Given exercise - Return each line of the data below verbatim; pictures are to be left out.

Information shown -
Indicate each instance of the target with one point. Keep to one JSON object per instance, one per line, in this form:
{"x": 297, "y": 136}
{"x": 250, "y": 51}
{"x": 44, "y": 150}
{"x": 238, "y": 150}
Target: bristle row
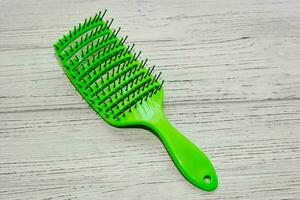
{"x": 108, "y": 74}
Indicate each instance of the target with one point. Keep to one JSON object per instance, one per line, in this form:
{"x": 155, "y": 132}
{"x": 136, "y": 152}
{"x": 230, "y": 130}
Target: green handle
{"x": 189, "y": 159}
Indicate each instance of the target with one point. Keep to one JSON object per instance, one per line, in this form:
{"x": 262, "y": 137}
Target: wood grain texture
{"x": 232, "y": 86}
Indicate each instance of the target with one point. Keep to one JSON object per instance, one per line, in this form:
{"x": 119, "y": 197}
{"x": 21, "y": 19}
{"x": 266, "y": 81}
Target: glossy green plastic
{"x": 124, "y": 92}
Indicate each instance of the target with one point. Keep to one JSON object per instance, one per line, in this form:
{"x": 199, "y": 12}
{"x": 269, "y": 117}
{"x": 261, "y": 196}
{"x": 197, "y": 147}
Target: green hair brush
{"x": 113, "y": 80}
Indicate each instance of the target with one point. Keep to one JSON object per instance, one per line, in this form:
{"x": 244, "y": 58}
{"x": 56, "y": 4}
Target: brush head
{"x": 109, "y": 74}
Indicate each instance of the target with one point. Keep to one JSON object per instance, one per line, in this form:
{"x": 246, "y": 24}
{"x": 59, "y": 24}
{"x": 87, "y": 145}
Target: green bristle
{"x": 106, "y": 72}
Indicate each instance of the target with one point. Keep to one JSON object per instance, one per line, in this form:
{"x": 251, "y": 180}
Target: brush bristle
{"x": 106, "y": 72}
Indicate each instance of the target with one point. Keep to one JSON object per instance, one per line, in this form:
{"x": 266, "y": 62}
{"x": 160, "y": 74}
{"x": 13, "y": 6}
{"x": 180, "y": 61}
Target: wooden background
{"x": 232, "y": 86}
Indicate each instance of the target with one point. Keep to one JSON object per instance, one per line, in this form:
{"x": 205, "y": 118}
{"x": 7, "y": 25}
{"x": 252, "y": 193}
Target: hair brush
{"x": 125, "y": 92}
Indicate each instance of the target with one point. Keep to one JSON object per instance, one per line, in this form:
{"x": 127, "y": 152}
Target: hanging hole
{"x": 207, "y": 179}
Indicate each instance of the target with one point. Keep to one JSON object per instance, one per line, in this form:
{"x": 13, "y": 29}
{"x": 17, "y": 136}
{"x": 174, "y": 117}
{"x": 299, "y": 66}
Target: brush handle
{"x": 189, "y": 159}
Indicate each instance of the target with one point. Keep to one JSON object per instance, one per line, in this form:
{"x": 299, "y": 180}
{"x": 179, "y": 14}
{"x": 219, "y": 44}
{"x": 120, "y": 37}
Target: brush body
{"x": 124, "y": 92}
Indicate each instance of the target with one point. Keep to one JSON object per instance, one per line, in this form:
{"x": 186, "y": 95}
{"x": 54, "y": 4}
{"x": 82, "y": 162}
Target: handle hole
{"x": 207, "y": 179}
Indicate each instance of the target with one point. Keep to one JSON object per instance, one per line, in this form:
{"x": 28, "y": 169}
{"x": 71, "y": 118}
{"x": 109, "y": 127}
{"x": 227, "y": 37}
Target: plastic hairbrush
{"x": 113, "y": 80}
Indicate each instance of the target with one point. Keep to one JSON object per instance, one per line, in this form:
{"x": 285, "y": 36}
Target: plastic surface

Answer to this problem -
Indicate each instance of the target with one point. Keep to one JSON object per instance, one per line, in this form:
{"x": 297, "y": 136}
{"x": 250, "y": 51}
{"x": 44, "y": 150}
{"x": 238, "y": 150}
Target: bristle row
{"x": 108, "y": 74}
Indicate each instance of the target with one point. Keep to one JSON object per instance, one per line, in this form:
{"x": 155, "y": 132}
{"x": 136, "y": 152}
{"x": 230, "y": 130}
Target: green handle
{"x": 189, "y": 159}
Indicate each instance of the target with one point. Keep to one JSON object per instance, one per line, in this form:
{"x": 262, "y": 137}
Target: wood grain texture
{"x": 232, "y": 86}
Indicate each instance of the target with one point. Keep to one JSON object per instance, one per line, in this form:
{"x": 119, "y": 197}
{"x": 21, "y": 19}
{"x": 266, "y": 81}
Target: glossy green plastic
{"x": 124, "y": 92}
Indicate each instance of the target with one point. Keep to one JSON object per instance, one per line, in this form:
{"x": 199, "y": 12}
{"x": 269, "y": 117}
{"x": 261, "y": 196}
{"x": 197, "y": 147}
Target: green hair brush
{"x": 113, "y": 80}
Indicate each instance of the target with one point. Keep to one JSON object per instance, one per line, in this form:
{"x": 244, "y": 58}
{"x": 56, "y": 4}
Target: brush head
{"x": 109, "y": 74}
Indicate each instance of the target with one point. Keep to one JSON object per instance, one per line, in this form:
{"x": 246, "y": 24}
{"x": 59, "y": 24}
{"x": 87, "y": 145}
Target: green bristle
{"x": 106, "y": 72}
Indicate each instance of the target with one point. Keep to one JSON object per instance, one per line, in this form:
{"x": 251, "y": 180}
Target: brush bristle
{"x": 106, "y": 72}
Indicate each instance of the target with one point. Keep to one JSON object per instance, one per line, in this form:
{"x": 266, "y": 62}
{"x": 160, "y": 74}
{"x": 13, "y": 6}
{"x": 180, "y": 61}
Target: wooden background
{"x": 232, "y": 86}
Indicate each instance of the target with one point. Keep to one JSON object per instance, one per line, in this form:
{"x": 205, "y": 118}
{"x": 7, "y": 25}
{"x": 252, "y": 193}
Target: hair brush
{"x": 125, "y": 92}
Indicate each instance of the target with one point. Keep to one JSON object per instance, one per line, in this form:
{"x": 127, "y": 152}
Target: hanging hole
{"x": 207, "y": 179}
Indicate each instance of the target with one point. Keep to one JSON object per instance, one per line, in this form:
{"x": 13, "y": 29}
{"x": 17, "y": 136}
{"x": 174, "y": 117}
{"x": 299, "y": 66}
Target: brush handle
{"x": 189, "y": 159}
Indicate each instance of the target with one point. Keep to one JSON object per instance, one per line, in this form:
{"x": 299, "y": 180}
{"x": 179, "y": 14}
{"x": 219, "y": 44}
{"x": 120, "y": 37}
Target: brush body
{"x": 124, "y": 92}
Indicate each instance of the target with one point. Keep to one JSON object per instance, one per line, in this form:
{"x": 186, "y": 95}
{"x": 54, "y": 4}
{"x": 82, "y": 162}
Target: handle hole
{"x": 207, "y": 179}
Indicate each instance of the target with one point. Keep to one JSON object per instance, one per line, in this form:
{"x": 28, "y": 169}
{"x": 71, "y": 118}
{"x": 109, "y": 127}
{"x": 227, "y": 37}
Target: plastic hairbrush
{"x": 113, "y": 80}
Indicate each instance of the target with one point. Keep to one JSON object per instance, one per line, in this form:
{"x": 285, "y": 36}
Target: plastic surface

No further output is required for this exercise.